╔══
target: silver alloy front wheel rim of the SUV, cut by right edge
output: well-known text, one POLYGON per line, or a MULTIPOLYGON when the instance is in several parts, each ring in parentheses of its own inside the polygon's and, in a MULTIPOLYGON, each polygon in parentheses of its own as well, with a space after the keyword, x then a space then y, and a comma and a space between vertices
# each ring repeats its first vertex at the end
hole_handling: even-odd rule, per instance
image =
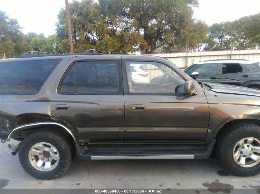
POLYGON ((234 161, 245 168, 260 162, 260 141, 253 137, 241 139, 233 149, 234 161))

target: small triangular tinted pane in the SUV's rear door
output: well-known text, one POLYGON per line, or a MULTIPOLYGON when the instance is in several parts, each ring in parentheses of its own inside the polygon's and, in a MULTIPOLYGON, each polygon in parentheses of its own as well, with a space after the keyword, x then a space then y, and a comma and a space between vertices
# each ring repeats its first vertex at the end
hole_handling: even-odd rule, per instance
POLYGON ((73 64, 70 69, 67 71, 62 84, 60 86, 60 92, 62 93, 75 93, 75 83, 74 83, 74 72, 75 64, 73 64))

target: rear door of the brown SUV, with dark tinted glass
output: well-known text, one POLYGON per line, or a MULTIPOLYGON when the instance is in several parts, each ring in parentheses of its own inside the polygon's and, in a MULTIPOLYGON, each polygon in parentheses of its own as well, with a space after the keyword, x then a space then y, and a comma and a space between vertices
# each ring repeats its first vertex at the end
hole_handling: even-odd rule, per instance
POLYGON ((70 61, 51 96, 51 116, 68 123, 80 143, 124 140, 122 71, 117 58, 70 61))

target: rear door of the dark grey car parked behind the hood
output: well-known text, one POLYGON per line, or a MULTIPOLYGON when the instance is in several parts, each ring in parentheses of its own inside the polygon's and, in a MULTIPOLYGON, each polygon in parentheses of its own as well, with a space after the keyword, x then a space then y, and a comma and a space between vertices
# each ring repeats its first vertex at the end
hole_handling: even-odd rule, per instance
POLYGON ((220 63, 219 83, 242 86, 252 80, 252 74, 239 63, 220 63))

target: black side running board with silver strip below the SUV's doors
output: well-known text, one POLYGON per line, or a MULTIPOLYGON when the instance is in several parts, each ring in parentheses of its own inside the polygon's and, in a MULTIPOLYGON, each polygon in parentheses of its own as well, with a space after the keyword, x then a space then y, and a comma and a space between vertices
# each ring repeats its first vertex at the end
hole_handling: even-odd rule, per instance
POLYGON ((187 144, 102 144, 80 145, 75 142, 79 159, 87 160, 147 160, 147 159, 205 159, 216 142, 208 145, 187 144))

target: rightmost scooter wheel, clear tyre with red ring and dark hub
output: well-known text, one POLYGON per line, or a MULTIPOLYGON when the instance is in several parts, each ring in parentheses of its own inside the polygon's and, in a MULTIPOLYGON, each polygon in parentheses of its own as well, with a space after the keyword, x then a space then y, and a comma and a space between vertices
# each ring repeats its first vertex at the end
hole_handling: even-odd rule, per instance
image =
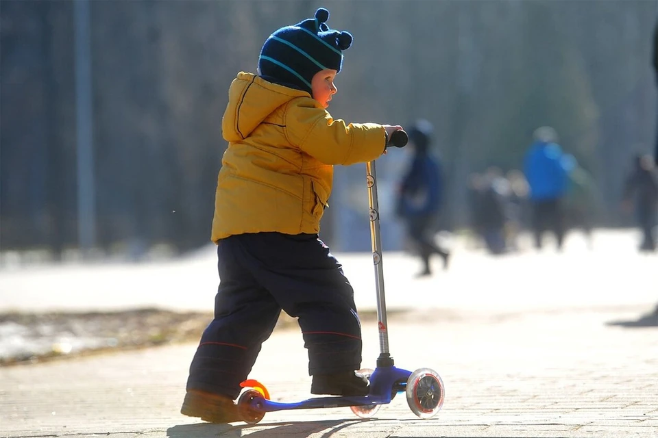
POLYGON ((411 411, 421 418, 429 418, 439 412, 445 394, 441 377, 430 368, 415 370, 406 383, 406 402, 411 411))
╚══
╔══
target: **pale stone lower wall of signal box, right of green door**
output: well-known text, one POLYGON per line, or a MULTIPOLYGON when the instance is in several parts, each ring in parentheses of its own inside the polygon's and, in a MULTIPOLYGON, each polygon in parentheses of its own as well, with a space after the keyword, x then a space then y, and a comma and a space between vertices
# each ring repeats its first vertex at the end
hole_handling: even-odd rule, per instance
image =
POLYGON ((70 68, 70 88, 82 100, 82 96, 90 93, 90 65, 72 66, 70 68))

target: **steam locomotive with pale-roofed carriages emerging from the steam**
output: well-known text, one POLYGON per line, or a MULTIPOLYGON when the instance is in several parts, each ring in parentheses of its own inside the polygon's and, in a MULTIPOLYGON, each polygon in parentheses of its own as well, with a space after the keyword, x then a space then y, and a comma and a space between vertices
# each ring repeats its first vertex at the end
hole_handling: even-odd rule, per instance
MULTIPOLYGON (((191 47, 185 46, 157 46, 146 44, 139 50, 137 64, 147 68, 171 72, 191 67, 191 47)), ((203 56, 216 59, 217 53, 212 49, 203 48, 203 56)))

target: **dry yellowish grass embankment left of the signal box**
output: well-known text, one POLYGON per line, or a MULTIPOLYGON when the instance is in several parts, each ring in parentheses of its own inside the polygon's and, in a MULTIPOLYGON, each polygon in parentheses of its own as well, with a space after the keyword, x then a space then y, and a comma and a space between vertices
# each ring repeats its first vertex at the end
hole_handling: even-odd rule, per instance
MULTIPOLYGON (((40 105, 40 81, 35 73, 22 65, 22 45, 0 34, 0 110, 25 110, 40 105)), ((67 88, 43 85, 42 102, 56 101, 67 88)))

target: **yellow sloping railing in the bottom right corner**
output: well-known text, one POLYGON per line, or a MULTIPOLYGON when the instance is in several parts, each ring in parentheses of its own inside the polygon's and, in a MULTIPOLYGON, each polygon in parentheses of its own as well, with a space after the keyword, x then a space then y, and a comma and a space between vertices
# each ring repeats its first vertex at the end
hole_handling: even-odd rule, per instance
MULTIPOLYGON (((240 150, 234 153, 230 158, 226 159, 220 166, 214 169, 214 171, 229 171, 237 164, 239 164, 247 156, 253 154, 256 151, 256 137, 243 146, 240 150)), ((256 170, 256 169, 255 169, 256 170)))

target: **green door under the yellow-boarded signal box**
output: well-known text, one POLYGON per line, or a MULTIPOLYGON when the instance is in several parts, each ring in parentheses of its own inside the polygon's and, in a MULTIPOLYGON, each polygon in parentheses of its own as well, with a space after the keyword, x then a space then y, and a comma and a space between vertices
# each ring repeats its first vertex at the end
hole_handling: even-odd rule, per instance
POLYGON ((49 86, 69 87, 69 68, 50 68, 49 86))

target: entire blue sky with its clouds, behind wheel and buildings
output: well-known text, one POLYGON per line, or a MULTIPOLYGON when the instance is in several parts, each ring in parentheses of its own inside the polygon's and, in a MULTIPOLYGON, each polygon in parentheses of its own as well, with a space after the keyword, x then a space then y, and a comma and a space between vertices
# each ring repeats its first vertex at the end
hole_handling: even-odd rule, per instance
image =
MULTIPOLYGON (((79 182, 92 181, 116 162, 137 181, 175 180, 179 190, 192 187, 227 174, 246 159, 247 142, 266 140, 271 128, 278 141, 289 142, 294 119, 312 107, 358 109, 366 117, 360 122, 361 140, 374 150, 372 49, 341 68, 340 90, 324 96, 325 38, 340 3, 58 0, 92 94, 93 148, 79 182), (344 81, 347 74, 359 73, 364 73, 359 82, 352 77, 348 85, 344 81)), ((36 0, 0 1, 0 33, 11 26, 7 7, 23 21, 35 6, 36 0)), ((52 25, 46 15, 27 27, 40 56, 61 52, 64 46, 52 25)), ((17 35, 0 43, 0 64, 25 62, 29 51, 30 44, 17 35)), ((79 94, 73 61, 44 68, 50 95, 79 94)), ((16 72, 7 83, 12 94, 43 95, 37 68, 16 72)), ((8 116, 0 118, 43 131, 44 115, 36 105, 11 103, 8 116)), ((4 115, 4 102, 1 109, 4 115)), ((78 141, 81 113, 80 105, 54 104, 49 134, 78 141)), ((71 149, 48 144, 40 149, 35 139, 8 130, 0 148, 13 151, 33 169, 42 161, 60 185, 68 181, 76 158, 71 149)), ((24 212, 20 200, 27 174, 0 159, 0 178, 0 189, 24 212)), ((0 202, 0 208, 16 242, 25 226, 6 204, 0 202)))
╚══
╔══
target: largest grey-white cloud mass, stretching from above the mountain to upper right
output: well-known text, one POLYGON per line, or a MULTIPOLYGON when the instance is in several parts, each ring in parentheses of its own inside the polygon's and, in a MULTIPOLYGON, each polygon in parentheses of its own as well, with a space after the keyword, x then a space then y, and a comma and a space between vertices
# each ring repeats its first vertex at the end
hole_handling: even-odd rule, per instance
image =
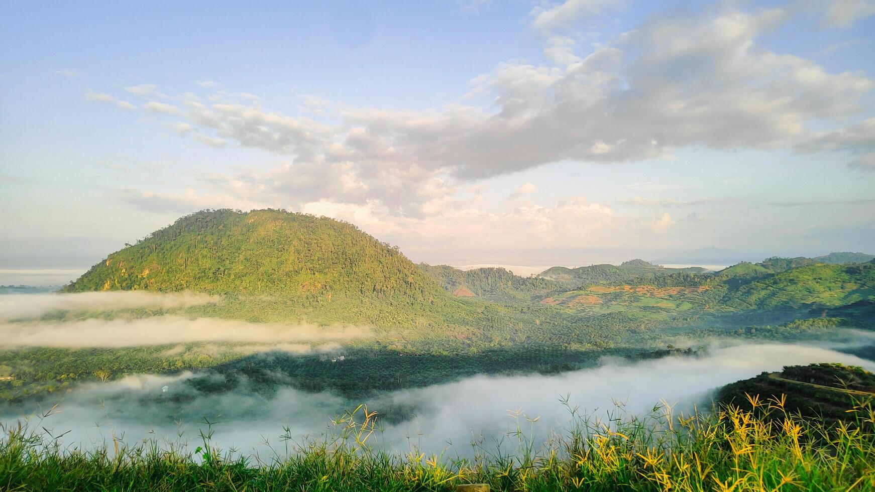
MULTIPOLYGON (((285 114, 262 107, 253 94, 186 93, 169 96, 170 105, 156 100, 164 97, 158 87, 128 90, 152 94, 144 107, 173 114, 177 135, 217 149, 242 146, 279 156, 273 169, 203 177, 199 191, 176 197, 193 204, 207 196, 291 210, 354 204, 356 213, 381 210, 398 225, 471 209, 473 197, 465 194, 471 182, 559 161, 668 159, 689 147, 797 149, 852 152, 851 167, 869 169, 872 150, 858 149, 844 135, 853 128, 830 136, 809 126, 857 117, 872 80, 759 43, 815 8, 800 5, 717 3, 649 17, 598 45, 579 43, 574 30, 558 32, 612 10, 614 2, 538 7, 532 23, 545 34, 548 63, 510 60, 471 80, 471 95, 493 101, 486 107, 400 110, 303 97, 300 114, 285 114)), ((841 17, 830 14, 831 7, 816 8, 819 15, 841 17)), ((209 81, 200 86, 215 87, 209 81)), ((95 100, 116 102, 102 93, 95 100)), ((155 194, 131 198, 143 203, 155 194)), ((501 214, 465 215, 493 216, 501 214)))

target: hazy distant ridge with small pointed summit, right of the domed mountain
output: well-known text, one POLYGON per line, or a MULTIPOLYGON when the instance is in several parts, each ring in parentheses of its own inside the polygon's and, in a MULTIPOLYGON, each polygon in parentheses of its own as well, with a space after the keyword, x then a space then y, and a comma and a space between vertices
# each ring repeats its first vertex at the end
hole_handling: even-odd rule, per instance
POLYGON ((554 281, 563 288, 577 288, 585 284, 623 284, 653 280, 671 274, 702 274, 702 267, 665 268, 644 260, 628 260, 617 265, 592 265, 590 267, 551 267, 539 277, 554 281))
╚══
§ Exercise prompt:
Locate the string "dark" in the listing above and copy every line where it occurs.

§ Response to the task:
target: rear door of the brown SUV, with dark tinted glass
target: rear door of the dark grey car parked behind the hood
target: rightmost scooter wheel, clear tyre with red ring and dark hub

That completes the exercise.